Reproduce word for word the lines below, from the line containing "of the metal" through the line containing "x=346, y=439", including both of those lines.

___ TASK DATA ___

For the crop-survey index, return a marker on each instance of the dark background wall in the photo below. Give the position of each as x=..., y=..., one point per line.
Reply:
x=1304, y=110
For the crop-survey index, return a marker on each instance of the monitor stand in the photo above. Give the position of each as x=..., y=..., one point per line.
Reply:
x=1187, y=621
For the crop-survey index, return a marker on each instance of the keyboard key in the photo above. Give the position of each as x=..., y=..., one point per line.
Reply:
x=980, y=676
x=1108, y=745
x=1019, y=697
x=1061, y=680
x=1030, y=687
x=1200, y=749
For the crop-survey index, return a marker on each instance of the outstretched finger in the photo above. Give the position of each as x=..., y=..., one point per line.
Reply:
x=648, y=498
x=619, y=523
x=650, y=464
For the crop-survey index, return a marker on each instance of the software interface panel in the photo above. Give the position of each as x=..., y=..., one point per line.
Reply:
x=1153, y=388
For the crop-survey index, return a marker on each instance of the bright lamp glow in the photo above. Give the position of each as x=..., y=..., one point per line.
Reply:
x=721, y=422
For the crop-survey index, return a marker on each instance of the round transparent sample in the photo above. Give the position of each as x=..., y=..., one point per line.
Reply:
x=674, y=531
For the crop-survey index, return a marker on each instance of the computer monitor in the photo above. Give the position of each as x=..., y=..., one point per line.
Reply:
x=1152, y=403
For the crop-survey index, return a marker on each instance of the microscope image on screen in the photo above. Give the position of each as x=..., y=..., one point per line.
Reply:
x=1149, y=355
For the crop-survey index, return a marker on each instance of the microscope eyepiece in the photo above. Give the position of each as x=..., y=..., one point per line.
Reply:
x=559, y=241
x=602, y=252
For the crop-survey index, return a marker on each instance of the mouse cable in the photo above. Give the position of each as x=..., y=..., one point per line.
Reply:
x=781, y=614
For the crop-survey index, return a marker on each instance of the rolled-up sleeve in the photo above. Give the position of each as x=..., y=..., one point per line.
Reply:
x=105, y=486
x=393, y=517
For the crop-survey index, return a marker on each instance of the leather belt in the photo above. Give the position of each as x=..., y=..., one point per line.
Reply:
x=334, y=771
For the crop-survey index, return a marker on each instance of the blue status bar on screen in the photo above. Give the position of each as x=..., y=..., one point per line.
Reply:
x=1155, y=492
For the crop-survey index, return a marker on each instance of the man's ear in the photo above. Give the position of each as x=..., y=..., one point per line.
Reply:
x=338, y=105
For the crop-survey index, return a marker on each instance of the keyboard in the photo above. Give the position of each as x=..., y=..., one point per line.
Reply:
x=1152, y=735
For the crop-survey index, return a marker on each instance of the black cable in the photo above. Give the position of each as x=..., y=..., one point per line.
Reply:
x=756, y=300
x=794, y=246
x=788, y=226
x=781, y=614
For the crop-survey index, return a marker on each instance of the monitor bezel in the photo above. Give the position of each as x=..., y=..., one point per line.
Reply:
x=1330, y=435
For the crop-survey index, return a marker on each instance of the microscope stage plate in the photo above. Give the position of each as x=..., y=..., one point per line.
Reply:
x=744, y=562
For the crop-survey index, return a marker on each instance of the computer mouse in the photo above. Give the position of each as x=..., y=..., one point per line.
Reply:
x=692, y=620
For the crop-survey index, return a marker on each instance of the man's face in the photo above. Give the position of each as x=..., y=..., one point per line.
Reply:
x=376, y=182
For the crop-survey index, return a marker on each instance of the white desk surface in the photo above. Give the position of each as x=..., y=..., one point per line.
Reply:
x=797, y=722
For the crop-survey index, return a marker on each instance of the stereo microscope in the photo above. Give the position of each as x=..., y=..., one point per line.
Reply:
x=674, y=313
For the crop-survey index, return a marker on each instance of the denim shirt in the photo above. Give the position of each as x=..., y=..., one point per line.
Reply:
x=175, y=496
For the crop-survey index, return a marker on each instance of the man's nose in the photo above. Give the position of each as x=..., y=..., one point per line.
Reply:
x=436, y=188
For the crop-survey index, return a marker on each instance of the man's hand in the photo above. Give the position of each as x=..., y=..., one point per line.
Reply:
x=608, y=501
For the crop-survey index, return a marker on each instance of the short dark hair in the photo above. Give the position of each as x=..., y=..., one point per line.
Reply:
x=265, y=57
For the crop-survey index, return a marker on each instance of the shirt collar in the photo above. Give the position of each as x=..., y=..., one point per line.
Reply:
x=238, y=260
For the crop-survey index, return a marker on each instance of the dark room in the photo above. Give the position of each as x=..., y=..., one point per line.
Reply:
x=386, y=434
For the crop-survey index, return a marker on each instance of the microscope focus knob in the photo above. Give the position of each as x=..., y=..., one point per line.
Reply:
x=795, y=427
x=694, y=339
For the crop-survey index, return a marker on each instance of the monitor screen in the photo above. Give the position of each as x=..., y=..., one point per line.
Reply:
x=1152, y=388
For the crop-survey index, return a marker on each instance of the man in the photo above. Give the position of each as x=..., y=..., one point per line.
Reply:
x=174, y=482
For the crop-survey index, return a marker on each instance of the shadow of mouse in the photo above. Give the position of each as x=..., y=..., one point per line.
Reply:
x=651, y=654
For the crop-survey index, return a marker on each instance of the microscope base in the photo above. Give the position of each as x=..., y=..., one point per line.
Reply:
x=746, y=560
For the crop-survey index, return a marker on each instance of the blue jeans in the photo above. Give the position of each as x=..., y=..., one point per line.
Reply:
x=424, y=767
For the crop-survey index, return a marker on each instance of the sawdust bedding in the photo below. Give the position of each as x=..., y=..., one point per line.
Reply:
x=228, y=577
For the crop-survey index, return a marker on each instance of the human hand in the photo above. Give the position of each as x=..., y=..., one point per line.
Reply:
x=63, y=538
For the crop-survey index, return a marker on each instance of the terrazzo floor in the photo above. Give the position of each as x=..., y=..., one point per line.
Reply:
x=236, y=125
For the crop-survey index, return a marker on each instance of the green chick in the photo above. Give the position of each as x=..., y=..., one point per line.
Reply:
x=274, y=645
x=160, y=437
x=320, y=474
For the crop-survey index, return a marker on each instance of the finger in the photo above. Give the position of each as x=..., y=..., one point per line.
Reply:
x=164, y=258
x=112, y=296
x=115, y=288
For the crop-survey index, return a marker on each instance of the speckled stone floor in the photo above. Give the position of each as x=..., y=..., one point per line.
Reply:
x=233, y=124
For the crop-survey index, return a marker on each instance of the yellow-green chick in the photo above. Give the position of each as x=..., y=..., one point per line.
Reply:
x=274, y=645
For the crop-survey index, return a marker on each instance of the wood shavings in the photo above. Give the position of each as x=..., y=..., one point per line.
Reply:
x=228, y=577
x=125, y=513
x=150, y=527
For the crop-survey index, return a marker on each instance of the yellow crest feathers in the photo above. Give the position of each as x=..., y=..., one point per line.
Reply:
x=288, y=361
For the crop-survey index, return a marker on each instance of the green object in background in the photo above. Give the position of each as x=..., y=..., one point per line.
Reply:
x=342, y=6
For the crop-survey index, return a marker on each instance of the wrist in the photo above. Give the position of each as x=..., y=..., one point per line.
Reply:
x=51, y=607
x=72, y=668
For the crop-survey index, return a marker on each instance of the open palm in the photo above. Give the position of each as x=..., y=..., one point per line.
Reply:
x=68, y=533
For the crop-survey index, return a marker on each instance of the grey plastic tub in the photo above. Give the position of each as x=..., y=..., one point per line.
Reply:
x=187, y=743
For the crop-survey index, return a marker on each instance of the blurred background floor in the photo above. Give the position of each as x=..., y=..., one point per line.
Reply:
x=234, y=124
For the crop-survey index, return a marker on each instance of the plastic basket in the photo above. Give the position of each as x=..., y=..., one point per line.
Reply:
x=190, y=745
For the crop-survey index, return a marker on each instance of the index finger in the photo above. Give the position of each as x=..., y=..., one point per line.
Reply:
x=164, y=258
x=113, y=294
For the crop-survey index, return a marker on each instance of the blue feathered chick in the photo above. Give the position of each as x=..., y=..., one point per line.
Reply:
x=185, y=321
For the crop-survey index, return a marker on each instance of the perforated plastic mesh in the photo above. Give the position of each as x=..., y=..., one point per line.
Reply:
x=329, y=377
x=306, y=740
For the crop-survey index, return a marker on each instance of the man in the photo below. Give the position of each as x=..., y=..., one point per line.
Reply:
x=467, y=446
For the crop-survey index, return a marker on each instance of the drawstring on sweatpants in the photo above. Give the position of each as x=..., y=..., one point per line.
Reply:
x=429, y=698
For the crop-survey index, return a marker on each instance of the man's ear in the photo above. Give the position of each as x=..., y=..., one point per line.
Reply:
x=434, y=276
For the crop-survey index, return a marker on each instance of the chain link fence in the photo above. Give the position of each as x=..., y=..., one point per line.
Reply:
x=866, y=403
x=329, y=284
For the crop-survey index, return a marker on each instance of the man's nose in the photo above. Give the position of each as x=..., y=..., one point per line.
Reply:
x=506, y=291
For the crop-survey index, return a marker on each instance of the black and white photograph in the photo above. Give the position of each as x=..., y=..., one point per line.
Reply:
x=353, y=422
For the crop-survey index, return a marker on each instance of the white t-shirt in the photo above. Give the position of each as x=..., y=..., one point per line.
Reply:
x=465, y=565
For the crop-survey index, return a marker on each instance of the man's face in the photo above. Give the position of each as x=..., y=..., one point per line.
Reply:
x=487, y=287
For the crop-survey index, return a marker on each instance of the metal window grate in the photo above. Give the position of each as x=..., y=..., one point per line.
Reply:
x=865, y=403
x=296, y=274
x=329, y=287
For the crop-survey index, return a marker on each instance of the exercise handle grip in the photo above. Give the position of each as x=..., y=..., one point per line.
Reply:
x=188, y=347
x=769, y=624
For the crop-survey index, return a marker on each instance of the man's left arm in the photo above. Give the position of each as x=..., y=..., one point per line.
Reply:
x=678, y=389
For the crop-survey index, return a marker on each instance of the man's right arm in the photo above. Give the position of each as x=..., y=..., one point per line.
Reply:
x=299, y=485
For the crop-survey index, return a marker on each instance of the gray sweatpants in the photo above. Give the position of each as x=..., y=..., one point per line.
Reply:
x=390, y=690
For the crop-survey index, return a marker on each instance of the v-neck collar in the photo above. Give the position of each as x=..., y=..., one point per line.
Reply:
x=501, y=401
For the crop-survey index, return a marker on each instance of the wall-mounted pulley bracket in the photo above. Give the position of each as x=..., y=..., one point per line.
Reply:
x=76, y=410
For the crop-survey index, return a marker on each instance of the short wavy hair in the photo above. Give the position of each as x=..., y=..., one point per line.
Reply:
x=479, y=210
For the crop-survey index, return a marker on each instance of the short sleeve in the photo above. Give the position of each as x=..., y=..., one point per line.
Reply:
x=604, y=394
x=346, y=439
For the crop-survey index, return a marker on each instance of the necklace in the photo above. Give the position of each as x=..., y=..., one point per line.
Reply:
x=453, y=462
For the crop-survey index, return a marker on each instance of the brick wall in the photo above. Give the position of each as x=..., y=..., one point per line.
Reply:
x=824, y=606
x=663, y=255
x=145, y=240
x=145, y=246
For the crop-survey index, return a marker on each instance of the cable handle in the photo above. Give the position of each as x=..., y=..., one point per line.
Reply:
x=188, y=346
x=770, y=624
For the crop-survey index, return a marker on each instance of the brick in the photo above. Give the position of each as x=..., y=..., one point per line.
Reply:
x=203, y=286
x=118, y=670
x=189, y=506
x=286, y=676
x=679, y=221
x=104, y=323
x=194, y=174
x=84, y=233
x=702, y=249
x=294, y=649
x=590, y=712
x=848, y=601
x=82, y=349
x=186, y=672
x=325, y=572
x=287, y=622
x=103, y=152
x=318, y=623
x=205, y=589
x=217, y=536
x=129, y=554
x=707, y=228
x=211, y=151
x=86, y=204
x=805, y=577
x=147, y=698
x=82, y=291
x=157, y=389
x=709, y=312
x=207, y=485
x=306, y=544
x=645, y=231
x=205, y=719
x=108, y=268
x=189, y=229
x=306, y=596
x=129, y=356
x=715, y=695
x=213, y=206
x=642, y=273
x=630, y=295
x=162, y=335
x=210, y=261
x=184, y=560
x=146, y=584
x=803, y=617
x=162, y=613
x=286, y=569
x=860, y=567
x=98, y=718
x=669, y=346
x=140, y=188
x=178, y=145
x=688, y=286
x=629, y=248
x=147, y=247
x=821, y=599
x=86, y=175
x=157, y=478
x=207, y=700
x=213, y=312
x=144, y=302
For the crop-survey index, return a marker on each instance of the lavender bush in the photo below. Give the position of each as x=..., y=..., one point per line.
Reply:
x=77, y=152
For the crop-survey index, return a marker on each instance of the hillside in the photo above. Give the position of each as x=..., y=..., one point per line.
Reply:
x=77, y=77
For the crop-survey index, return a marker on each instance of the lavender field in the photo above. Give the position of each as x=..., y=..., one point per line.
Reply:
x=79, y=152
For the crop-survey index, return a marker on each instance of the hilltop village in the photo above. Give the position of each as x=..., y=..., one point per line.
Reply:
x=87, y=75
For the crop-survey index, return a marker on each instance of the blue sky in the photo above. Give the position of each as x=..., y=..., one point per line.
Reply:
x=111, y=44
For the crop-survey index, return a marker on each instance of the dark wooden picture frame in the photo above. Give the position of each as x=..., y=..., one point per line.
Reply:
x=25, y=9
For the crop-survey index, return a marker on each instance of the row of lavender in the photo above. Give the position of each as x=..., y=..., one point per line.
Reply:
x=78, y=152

___

### SOLVED EXERCISE
For the crop-survey index, return a marker on each instance of the metal window grate in the photo above. Give the position of each as x=..., y=..., one point per line.
Reply:
x=865, y=403
x=296, y=274
x=329, y=287
For the crop-survey index, return a marker on each instance of the exercise handle grip in the photo above. Give the position of each as x=..., y=..., one point per line.
Reply:
x=188, y=347
x=769, y=624
For the crop-survey index, return a marker on each instance of the man's left arm in the photo above. Give the position of each as x=..., y=..., one point per line.
Reply:
x=678, y=389
For the crop-survey index, return a marker on each instance of the man's right arm in the photo above. Give the position of each as x=..., y=..., one point per line.
Reply:
x=299, y=485
For the crop-survey index, return a marker on each instance of the gray sweatpants in the photo above. Give the position of each as x=..., y=..., one point per line.
Reply:
x=390, y=690
For the crop-survey index, return a marker on each instance of the v-neck collar in the photo above. Give the position of each as x=..., y=..., one point per line.
Reply:
x=501, y=401
For the crop-survey index, return a marker on each instance of the wall-mounted pulley bracket in the photo above. Give the position of each as x=..., y=..., one point per line.
Reply:
x=76, y=410
For the crop-survey index, return a marker on each instance of the short wavy hair in the photo above. Give the position of each as x=..., y=..., one point per line.
Reply:
x=479, y=210
For the crop-survey index, return a marker on each instance of the short sleeve in the photo above. Give the position of each as x=..., y=..., one point per line.
Reply:
x=604, y=394
x=346, y=439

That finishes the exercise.